— Your tasks —
1. According to the passage on English teaching in China and Esperanto study, how many hours per week do students at China's foreign language institutes study English?
2. List every source citation given in parentheses in the passage on English teaching in China and Esperanto study.
3. From the passage on English teaching in China and Esperanto study, reproduce word for word the text between "A twenty-five year" and "(Williams and Halloran).", inclusive.

#### Passage shown ####

The massive failure of English teaching in communist China is verified in an article in the Teachers of English to Speakers of Other Languages Journal. In an article entitled The dilemma of English Language Instruction in the People's Republic of China by Keith P. Campbell and Zhao Yong it states that China has created foreign language institutes where following six years of secondary school English instruction students study English 16-18 hours per week for 2-4 more years. "Unfortunately, even the most diligent students with the most responsible teachers often cannot communicate effectively with the target population after 10 years of studying English" ESPERANTO IN SCHOOLS
Renowned educational psychologist Edward L. Thorndike found that one year of Esperanto instruction at the college level equaled four years of instruction at that level in French or German. In a study at Columbia Teachers College. (Eichholz 449) (Thorndike), experiments sponsored by UNESCO (1973-1976) with around 1000 school children from various European countries confirmed Thorndike's finding (Janton 123).
A twenty-five year study at the Denton Grammar School of the propaedeutic effects of Esperanto study included a four year study by Sheffield University. These studies showed that Esperanto study had a positive effect on further language study. Less academically able students in particular benefitted from initial Esperanto instruction (Williams and Halloran).

#### Data section ####

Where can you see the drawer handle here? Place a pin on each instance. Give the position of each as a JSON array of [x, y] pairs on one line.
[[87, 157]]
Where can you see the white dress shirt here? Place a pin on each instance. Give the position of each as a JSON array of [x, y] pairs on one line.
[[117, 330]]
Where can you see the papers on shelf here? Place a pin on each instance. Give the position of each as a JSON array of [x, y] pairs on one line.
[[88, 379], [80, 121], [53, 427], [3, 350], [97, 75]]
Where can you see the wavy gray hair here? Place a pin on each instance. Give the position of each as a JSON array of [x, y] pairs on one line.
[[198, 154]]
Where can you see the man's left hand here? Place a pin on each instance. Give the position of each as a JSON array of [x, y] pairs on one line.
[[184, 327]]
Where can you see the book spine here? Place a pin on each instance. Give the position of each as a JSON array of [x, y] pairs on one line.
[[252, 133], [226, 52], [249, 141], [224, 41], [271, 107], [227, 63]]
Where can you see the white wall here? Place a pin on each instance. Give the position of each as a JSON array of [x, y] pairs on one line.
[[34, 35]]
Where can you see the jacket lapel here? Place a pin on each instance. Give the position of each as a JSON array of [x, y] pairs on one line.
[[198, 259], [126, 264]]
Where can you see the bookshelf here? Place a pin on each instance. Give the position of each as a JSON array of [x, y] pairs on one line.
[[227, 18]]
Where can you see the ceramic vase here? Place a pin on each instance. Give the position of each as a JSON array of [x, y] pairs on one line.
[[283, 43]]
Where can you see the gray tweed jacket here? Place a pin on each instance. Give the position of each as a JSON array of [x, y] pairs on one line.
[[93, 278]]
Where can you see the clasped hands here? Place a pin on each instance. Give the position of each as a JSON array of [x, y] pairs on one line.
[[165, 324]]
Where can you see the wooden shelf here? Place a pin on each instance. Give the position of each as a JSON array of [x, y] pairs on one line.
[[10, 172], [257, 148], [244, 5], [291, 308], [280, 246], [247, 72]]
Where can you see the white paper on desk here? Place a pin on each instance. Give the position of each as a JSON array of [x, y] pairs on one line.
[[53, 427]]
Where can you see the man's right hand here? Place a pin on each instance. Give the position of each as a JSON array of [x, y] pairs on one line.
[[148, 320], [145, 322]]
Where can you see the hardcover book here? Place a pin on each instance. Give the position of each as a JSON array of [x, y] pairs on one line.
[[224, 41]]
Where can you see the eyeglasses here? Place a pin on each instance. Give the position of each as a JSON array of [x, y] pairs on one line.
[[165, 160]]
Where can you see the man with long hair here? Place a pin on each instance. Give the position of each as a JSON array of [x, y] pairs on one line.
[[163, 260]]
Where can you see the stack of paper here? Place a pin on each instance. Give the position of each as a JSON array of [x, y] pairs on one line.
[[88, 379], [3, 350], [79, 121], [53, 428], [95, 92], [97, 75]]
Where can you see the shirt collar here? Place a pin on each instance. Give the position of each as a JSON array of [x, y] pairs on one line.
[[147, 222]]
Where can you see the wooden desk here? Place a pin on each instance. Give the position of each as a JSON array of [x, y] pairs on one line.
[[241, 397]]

####

— Responses —
1. They study English 16 to 18 hours per week.

2. (Eichholz 449), (Thorndike), (Janton 123), (Williams and Halloran)

3.
A twenty-five year study at the Denton Grammar School of the propaedeutic effects of Esperanto study included a four year study by Sheffield University. These studies showed that Esperanto study had a positive effect on further language study. Less academically able students in particular benefitted from initial Esperanto instruction (Williams and Halloran).